▶ **Kerjakan ini**
Tuliskan kembali dengan persis bagian artikel tentang tahun 680–683 M yang diawali kata-kata berisi "Pada periode tahun" dan diakhiri dengan "pada waktu itu.".

Tahun 680-683 M: Jejak Peradaban Dunia di Masa Khalifah Kedua Bani Umayyah

Laduni.ID, Jakarta – Periode tahun 680-683 M merupakan rentang waktu yang sangat menarik untuk dipelajari lebih lanjut, terutama dalam konteks sejarah peradaban Islam dan dunia pada masa itu. Terdapat banyak peristiwa penting yang memiliki dampak besar dalam pembentukan arah peradaban Islam dan dunia pada masa itu. Dengan memahami lebih dalam tentang periode ini, kita dapat menggali wawasan yang berharga mengenai kebijakan politik, perkembangan agama dan sosial, serta dampaknya terhadap masyarakat pada masa itu.

Mari kita telusuri beberapa peristiwa sejarah menarik yang terjadi dalam periode tahun 680 hingga 683 M untuk memahami betapa pentingnya periode tersebut dalam membentuk kehidupan dunia yang kita nikmati hari ini.

Pada periode tahun 680-683 M di Jazirah Arab, terjadi sejumlah peristiwa penting yang membentuk sejarah wilayah tersebut. Salah satunya adalah pergantian kekhalifahan pada pemerintahan Bani Umayyah. Kejadian ini mencerminkan perubahan signifikan dalam pemerintahan dan kekuasaan yang memengaruhi arah masa depan Jazirah Arab pada waktu itu.

Khalifah Pertama sekaligus Pendiri Bani Umayyah, yakni Muawiyah bin Abu Sufyan telah meninggal dunia pada tahun 680 M. Selanjutnya kursi kekhalifahan dilanjutkan oleh anaknya sendiri yang bernama Yazid bin Muawiyah bin Abu Sufyan. Di saat menjabat khalifah menggantikan ayahnya, Yazid pada waktu itu berusia 34 tahun.

Yazid adalah khalifah kedua dalam Dinasti Bani Umayyah. Ia lahir pada tahun 22 Hijriah, saat itu ayahnya sedang menjabat Gubernur wilayah Palestina yang meliputi Suriah dan sekitarnya yang berkedudukan di Kota Damaskus. Sehingga, bisa dikatakan Yazid lahir dan besar dalam lingkup istana yang penuh dengan kemewahan.

Tidak seperti masa Khulafaur Rasyidin sebelumnya yang dipilih oleh kaum Muslimin, Yazid menerima jabatan khalifah langsung dari ayahnya. Meskipun demikian, sebagian besar penduduk Palestina dan Suriah mendukungnya. Penduduk wilayah Mesir dan pesisir utara Afrika juga menyetujui pemilihan Yazid sebagai khalifah penerus Muawiyah. Sementara dari wilayah Basrah yang saat itu merupakan Ibu Kota Iran dan Khurasan, serta Kufah Ibu Kota Irak kala itu belum menunjukkan reaksi.

▶ **Cuplikan sumber**
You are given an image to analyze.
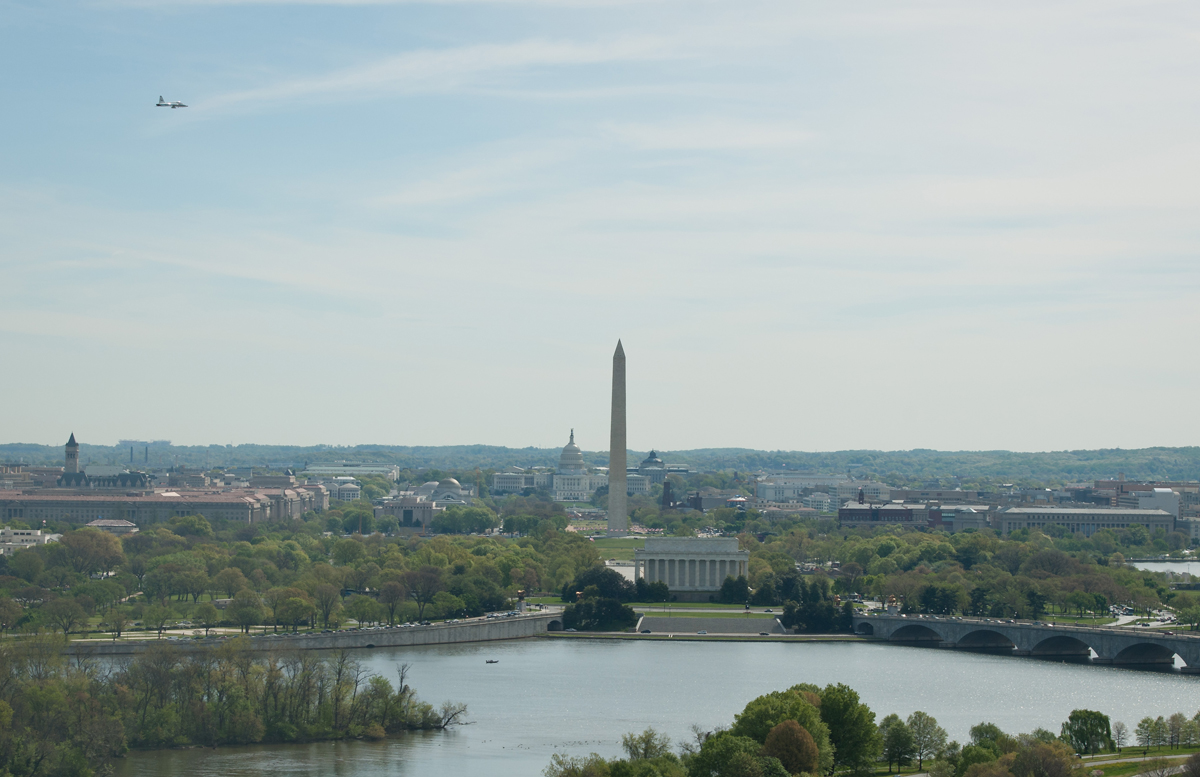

▶ **Jawaban soal ini**
Pada periode tahun 680-683 M di Jazirah Arab, terjadi sejumlah peristiwa penting yang membentuk sejarah wilayah tersebut. Salah satunya adalah pergantian kekhalifahan pada pemerintahan Bani Umayyah. Kejadian ini mencerminkan perubahan signifikan dalam pemerintahan dan kekuasaan yang memengaruhi arah masa depan Jazirah Arab pada waktu itu.